▶ Requirement: Return each line of the data below that contains the string "screen". Matching is case-sensitive.

Extracted data entries:
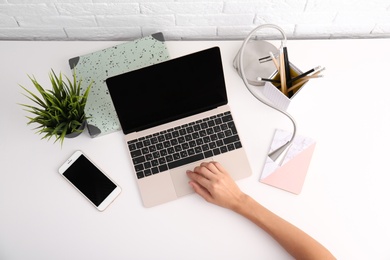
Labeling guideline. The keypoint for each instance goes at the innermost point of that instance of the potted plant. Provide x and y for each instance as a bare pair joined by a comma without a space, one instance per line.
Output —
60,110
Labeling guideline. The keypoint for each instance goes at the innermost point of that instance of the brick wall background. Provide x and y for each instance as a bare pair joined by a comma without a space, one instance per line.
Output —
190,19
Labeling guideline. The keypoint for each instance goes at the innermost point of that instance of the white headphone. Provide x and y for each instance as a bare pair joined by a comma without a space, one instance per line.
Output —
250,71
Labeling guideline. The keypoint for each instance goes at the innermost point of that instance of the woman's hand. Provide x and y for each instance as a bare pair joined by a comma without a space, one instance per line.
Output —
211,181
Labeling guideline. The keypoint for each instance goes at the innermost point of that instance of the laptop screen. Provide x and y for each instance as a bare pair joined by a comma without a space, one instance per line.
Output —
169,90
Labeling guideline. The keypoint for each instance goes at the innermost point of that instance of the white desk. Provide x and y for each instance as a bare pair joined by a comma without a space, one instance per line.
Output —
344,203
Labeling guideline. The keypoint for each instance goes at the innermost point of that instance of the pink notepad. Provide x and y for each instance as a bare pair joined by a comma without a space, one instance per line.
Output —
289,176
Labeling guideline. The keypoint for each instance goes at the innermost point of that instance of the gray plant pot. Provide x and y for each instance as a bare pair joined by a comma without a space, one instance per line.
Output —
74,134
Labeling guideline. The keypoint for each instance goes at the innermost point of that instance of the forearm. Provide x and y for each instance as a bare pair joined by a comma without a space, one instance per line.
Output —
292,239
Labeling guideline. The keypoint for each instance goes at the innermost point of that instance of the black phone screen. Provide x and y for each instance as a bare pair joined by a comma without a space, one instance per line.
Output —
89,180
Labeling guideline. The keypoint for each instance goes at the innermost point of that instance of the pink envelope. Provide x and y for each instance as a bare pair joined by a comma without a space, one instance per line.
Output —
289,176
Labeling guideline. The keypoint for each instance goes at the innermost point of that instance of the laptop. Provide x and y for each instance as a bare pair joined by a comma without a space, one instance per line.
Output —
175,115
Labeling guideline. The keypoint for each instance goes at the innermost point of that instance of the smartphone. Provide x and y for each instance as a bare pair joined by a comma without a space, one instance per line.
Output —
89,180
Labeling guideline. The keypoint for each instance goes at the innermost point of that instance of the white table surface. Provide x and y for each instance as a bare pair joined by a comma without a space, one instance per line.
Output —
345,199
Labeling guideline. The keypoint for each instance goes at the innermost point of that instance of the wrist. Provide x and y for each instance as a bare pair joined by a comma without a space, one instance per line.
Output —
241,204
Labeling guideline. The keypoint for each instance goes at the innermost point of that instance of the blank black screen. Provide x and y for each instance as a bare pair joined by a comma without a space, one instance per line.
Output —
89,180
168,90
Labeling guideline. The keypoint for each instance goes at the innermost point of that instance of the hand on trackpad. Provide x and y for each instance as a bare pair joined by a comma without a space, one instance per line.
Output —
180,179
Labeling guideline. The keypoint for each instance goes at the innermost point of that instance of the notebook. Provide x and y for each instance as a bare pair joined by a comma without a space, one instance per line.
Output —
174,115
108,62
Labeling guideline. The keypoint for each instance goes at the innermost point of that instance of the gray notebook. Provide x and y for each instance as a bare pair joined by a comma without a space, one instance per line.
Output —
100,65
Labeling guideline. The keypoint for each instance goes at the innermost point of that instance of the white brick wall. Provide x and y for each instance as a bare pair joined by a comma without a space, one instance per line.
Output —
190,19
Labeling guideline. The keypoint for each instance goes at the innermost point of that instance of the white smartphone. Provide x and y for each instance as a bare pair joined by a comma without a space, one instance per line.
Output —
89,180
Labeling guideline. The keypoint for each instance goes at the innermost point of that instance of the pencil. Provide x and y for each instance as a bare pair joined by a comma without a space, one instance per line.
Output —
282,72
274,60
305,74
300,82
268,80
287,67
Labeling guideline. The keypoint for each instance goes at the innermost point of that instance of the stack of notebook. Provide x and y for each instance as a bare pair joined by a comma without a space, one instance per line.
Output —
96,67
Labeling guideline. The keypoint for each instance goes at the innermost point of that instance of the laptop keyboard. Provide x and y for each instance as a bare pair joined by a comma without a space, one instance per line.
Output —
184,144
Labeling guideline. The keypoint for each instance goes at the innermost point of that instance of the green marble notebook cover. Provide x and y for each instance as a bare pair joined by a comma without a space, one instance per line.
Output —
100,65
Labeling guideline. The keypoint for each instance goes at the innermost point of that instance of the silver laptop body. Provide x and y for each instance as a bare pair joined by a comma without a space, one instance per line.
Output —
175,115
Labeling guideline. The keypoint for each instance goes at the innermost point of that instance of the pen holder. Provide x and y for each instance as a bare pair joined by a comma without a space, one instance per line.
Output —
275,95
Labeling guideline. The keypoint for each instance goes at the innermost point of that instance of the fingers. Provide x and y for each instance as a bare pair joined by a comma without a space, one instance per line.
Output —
---
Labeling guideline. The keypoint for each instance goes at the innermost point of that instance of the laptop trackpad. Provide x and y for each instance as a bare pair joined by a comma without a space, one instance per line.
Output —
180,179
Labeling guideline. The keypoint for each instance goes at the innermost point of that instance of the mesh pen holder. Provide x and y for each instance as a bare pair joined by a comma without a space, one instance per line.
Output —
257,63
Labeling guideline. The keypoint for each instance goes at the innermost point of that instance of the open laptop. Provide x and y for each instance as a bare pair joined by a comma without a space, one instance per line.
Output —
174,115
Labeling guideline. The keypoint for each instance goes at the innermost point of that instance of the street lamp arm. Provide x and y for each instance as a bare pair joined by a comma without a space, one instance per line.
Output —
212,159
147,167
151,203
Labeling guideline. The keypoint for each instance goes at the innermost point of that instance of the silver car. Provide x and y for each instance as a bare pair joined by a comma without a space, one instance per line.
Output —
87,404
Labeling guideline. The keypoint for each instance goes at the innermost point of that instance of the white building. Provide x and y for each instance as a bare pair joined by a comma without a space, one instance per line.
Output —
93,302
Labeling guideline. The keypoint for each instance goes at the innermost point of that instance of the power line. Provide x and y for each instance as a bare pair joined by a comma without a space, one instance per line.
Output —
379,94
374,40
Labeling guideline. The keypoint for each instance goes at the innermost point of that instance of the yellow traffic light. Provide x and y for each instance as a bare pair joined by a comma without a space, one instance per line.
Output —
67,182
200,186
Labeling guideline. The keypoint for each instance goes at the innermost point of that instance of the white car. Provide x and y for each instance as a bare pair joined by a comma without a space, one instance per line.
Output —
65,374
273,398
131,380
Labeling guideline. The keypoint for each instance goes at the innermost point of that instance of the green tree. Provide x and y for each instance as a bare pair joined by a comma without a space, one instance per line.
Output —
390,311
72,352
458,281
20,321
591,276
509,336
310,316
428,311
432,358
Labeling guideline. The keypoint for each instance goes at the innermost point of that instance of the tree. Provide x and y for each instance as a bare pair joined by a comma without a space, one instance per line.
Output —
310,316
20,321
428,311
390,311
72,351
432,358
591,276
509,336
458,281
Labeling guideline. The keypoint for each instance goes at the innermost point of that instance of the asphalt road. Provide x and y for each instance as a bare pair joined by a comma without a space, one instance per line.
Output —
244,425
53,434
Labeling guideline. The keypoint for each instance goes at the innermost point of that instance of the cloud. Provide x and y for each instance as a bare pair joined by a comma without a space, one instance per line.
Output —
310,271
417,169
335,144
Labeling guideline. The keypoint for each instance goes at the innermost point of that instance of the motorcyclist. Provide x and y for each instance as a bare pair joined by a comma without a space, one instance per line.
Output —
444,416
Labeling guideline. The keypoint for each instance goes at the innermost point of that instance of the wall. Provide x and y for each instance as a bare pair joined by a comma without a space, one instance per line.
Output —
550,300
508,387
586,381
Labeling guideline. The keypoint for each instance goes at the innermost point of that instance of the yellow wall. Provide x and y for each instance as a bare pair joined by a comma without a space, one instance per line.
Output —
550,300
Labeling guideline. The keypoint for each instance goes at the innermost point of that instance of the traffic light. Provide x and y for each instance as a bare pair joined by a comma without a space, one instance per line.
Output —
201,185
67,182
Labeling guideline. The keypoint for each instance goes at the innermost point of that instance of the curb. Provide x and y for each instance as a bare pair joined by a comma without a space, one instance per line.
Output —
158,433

▶ Response to the exercise:
Labeling guideline. The keypoint for each instance goes at the innermost point of that instance of the laptop screen. Provide x and y for each instance as a bare pair joined by a comma without a space, one instance per line.
Labeling guideline. The keypoint for each instance goes at the innermost point of that instance of the black phone screen. Provide x and y for each instance as a bare pair joined by a comma without a space, one instance per line.
Labeling guideline. The keypoint for each instance goes at the innermost point of that instance of the blank black screen. Provide x and y for each instance as a bare pair joined by a comma without a space, one instance per line.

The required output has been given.